Exercise data:
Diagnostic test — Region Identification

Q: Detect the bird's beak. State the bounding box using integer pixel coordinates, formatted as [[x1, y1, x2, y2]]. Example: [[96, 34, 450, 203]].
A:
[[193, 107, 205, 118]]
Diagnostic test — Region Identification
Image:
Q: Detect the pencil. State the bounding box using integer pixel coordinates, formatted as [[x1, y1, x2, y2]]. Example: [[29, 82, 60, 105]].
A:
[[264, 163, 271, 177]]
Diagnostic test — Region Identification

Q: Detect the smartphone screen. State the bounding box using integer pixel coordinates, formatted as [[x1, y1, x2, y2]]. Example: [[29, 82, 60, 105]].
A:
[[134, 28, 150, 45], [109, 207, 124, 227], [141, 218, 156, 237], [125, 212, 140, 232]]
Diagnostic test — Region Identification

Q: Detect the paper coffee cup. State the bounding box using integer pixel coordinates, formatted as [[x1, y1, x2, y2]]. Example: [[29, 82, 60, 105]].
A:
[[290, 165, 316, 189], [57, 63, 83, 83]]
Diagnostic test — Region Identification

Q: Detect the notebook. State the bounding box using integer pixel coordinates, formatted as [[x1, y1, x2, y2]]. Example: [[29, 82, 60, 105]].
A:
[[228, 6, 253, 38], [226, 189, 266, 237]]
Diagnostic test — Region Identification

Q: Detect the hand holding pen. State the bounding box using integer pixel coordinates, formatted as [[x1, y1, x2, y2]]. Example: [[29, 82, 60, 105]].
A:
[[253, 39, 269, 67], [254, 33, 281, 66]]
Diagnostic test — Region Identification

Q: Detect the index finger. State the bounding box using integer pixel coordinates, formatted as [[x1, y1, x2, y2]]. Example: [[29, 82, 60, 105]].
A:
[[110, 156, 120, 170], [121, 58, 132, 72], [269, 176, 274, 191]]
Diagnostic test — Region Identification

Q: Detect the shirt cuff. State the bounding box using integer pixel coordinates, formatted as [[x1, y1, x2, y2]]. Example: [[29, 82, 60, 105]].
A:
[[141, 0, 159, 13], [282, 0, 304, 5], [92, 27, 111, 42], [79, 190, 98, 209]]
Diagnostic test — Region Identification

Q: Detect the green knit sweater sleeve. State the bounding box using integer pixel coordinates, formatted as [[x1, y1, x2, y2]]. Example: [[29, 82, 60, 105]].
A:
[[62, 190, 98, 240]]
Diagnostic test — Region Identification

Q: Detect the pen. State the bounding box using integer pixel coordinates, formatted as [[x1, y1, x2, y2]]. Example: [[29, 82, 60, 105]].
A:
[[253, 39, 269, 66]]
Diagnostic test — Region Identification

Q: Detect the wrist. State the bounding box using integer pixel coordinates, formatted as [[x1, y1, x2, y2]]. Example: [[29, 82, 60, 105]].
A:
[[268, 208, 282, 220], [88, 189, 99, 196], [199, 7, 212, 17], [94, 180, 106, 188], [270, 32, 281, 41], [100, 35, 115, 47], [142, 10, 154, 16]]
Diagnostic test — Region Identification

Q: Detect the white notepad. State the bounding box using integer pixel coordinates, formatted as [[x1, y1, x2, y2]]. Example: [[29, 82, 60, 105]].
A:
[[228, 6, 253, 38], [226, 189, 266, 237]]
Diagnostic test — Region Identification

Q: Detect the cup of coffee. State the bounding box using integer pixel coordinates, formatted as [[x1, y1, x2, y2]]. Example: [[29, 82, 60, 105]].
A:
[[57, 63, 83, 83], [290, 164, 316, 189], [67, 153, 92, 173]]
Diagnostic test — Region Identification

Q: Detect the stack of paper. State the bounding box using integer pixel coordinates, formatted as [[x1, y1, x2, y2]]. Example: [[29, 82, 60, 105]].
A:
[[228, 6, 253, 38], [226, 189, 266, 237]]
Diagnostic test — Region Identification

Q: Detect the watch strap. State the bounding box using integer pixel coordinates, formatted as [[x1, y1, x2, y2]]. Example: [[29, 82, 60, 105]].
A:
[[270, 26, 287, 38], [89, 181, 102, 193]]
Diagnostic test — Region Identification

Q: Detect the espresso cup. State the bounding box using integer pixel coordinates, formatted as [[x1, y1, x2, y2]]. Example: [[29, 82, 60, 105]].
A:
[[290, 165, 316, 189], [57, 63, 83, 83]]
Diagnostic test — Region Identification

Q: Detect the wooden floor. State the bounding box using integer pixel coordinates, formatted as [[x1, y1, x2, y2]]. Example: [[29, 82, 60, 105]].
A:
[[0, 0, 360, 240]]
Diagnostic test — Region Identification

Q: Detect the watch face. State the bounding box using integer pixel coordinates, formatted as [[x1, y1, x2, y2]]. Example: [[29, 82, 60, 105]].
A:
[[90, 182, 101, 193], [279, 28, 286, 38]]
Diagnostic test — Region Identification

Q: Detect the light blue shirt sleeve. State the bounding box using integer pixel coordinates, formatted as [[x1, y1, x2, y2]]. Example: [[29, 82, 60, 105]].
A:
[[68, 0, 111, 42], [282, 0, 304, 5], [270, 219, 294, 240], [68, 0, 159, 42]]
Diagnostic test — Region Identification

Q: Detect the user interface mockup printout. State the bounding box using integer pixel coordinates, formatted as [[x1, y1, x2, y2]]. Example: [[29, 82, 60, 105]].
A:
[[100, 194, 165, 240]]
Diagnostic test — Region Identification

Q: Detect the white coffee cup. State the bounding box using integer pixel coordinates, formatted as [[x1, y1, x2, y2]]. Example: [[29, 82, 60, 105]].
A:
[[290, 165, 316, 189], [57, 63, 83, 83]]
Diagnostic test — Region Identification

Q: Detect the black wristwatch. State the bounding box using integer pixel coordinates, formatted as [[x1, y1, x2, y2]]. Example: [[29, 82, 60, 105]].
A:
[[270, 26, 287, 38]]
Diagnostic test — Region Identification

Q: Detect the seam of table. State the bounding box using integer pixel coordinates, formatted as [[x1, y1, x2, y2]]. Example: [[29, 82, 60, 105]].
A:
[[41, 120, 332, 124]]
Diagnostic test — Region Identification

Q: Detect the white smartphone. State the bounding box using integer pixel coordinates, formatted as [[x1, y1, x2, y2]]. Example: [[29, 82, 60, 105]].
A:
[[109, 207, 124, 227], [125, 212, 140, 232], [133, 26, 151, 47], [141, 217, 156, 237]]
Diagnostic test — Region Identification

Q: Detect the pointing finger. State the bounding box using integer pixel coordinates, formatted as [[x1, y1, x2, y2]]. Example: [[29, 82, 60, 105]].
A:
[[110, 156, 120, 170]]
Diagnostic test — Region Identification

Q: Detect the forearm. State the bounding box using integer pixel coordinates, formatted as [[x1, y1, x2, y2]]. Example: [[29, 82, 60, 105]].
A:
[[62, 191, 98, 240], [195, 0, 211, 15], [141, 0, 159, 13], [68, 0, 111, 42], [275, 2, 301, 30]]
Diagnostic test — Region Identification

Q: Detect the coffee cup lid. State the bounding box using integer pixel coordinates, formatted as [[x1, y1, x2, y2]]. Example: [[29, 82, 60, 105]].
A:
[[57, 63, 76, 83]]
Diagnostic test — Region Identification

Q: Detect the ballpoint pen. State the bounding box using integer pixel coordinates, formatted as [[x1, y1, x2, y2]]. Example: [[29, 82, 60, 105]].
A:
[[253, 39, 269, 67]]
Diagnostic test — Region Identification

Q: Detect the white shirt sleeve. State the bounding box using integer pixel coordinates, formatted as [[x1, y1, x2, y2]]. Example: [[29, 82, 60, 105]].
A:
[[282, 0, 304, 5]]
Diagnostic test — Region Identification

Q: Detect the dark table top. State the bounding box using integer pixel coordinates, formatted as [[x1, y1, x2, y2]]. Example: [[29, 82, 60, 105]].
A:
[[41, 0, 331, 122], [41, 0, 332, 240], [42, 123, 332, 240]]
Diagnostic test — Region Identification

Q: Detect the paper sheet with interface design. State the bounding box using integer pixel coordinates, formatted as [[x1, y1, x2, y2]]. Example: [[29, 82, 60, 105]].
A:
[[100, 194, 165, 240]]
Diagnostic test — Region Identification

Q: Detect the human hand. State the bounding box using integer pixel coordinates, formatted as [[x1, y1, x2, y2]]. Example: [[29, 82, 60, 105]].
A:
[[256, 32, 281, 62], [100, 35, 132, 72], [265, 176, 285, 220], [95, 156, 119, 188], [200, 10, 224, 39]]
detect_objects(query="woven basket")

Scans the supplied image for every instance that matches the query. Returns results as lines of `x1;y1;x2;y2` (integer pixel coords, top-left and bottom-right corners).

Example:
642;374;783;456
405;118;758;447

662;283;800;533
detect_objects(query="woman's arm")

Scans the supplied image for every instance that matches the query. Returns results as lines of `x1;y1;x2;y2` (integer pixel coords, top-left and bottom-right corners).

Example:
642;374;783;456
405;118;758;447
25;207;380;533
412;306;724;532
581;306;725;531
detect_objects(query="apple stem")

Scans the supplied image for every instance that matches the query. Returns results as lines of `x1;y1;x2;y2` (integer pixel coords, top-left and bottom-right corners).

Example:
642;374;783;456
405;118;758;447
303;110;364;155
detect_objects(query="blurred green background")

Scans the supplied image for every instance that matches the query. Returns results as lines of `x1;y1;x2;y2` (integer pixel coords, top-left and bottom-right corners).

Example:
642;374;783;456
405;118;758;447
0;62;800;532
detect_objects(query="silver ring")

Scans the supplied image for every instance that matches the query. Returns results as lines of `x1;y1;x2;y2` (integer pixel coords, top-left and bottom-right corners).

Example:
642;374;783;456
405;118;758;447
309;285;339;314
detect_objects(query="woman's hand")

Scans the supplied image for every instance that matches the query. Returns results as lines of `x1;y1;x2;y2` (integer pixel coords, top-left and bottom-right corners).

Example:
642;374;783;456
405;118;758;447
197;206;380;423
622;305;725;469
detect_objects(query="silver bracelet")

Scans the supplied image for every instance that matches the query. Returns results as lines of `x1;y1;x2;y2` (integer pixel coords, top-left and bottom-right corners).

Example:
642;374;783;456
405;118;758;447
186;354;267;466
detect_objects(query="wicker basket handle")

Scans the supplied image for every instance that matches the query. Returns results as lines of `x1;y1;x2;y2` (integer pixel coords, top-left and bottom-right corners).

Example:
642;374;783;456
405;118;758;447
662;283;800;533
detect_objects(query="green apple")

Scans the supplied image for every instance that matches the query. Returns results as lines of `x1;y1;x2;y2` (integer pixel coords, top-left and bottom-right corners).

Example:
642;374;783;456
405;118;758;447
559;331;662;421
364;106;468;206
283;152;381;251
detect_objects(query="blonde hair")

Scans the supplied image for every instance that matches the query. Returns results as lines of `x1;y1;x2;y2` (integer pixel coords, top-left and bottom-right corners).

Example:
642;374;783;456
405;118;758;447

What you need to do:
Lay out the rows from the very beginning up to and including the line containing "[[193, 107, 205, 118]]" as a Markdown table with the columns No. and Text, numbering each line and leaving out blank lines.

Reply:
| No. | Text |
|---|---|
| 1 | Diagnostic test — Region Identification |
| 2 | Q: Detect the bird's beak. State the bounding box using integer pixel coordinates, formatted as [[x1, y1, x2, y2]]. Example: [[96, 34, 450, 203]]. |
| 3 | A: |
| 4 | [[193, 107, 205, 118]] |